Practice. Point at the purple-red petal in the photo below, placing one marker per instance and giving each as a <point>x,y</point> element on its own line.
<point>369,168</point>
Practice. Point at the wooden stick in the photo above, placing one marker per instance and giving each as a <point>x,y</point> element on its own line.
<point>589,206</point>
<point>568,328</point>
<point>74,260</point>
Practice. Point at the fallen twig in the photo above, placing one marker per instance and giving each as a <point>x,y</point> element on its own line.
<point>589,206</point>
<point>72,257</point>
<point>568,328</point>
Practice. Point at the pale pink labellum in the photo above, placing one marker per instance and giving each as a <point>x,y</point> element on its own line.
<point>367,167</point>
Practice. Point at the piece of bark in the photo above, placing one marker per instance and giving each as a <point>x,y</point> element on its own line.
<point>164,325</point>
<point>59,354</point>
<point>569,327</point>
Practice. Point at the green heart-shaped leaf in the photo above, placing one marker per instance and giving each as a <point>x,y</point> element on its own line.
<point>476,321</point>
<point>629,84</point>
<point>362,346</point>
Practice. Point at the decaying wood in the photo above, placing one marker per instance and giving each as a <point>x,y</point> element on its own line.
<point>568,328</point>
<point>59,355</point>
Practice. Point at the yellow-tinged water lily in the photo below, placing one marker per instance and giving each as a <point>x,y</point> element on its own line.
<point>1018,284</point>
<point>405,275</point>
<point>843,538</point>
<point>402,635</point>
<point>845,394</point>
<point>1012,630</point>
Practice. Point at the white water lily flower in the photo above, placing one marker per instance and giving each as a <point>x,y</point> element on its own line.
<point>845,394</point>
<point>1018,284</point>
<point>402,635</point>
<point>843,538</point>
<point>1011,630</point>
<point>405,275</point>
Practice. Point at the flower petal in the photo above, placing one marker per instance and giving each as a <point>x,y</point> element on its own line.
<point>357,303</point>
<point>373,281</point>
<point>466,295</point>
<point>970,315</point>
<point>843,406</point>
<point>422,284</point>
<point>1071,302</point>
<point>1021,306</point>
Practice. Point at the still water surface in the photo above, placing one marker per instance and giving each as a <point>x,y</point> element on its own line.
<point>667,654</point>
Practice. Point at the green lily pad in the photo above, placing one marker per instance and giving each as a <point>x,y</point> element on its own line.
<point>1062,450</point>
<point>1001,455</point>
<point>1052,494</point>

Problem to work on: Reproduce all of the records exactly.

Response:
Practice. Point at the purple-red petal in the photo below, placing one marker per instance and giving each as a <point>x,y</point> element on its own line.
<point>369,168</point>
Practice. Point at the wooden stick in the photo above, placing one marker per instance and giving each as a <point>x,y</point> element on its own line.
<point>589,206</point>
<point>568,328</point>
<point>74,260</point>
Practice. Point at the fallen twig in the photo above, placing one marker per instance and giving each as a <point>x,y</point> element on its own line.
<point>589,206</point>
<point>72,257</point>
<point>568,328</point>
Practice. Point at the pale pink labellum in the photo above, placing one marker per instance and giving each as a <point>x,y</point> element on its own line.
<point>367,167</point>
Practice. Point at the piece of bark in the photo above, placing one marker per instance and giving each as a <point>x,y</point> element on its own line.
<point>164,325</point>
<point>59,354</point>
<point>569,327</point>
Practice. Point at the green heart-shaped leaf in the photo above, placing one marker per instance and giving each as a <point>x,y</point> element on its own line.
<point>476,321</point>
<point>629,84</point>
<point>362,346</point>
Practice. Point at the decaying wood in the photo above, placing one marker per instance and giving each as a <point>x,y</point> element on its own line.
<point>568,328</point>
<point>59,355</point>
Practice. Point at the yellow-tinged water lily in the photo below, placing one marker per instance and giving each as a <point>x,y</point> element on its own line.
<point>1018,284</point>
<point>405,275</point>
<point>843,538</point>
<point>402,635</point>
<point>845,394</point>
<point>1012,630</point>
Practice. Point at the white water lily flower in the photo above, placing one marker per instance and giving each as a <point>x,y</point> element on its own line.
<point>845,394</point>
<point>1018,284</point>
<point>402,635</point>
<point>843,538</point>
<point>1011,630</point>
<point>405,275</point>
Practice. Point at the flower petal in the photo above, placing one marker per instance and giving each as a <point>x,y</point> element on its own line.
<point>357,303</point>
<point>373,281</point>
<point>466,295</point>
<point>970,315</point>
<point>843,406</point>
<point>422,284</point>
<point>1071,302</point>
<point>1021,306</point>
Practice. Point at the still water surface in the photo above, placing one marker per instance and giving each as a <point>x,y</point> element on its own line.
<point>667,654</point>
Practice. Point at the green lily pad in the photo above, placing one marker per instance and giving each as a <point>x,y</point> element on its own line.
<point>1062,450</point>
<point>1001,455</point>
<point>1052,494</point>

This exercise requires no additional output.